The crab-eating mongoose is grey on the sides and dusky brown on neck, chest, belly and limbs. It has a broad white stripe on the sides of the neck extending from the cheeks to the shoulder.
It has white specks on the top of the head, its chin is white and its throat gray. Its iris is yellow. Its ears are short and rounded. It has webs between the digits. In head-to-body length it ranges from 47.7 to 55.8 cm with a 28 to 34 cm long bushy tail. Its weight ranges from 1.1 to 2.5 kg.

==Distribution and habitat==
The crab-eating mongoose occurs in northeastern India, northern Myanmar, Thailand, Peninsular Malaysia, Laos, Cambodia, and Vietnam. It is rare in Bangladesh. It has been recorded at altitudes from sea level to 1800 m.

In Nepal, it inhabits subtropical evergreen and moist deciduous forests, and has also been observed on agricultural land near human settlements.
In India, it was recorded in Assam, Arunachal Pradesh and Uttarakhand.
In Bangladesh, it was recorded in the eastern forested hills in Sylhet and Chittagong areas.

● **Dataset content**
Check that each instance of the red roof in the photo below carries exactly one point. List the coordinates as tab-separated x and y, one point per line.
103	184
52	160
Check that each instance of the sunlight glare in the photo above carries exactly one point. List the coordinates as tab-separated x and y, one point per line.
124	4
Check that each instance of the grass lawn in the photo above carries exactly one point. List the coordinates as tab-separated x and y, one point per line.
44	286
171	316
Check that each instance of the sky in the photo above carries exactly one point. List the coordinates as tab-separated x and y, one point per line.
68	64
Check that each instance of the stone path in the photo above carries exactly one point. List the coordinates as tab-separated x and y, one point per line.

---

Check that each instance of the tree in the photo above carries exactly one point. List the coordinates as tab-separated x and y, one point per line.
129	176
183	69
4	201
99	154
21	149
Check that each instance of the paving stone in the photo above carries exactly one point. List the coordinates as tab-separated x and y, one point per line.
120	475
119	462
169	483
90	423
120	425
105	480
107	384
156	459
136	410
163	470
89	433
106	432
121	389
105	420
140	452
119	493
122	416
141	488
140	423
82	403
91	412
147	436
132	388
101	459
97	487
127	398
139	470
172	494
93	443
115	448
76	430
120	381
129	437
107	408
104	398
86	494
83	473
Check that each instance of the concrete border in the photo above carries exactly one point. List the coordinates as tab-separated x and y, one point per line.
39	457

● **Task requirements**
1. According to the mongoose text, what color is the crab-eating mongoose's iris?
2. From the mongoose text, extract the stretch from "It has white" through "Pradesh and Uttarakhand.".
3. Using the mongoose text, explain how the coloring of the crab-eating mongoose's head and neck area differs from the coloring of its sides.

● **Answers for the tasks**
1. Its iris is yellow.

2.
It has white specks on the top of the head, its chin is white and its throat gray. Its iris is yellow. Its ears are short and rounded. It has webs between the digits. In head-to-body length it ranges from 47.7 to 55.8 cm with a 28 to 34 cm long bushy tail. Its weight ranges from 1.1 to 2.5 kg.

==Distribution and habitat==
The crab-eating mongoose occurs in northeastern India, northern Myanmar, Thailand, Peninsular Malaysia, Laos, Cambodia, and Vietnam. It is rare in Bangladesh. It has been recorded at altitudes from sea level to 1800 m.

In Nepal, it inhabits subtropical evergreen and moist deciduous forests, and has also been observed on agricultural land near human settlements.
In India, it was recorded in Assam, Arunachal Pradesh and Uttarakhand.

3. The sides are grey, but the neck is dusky brown. A broad white stripe runs along each side of the neck from the cheeks to the shoulder. The top of the head has white specks, the chin is white and the throat is gray.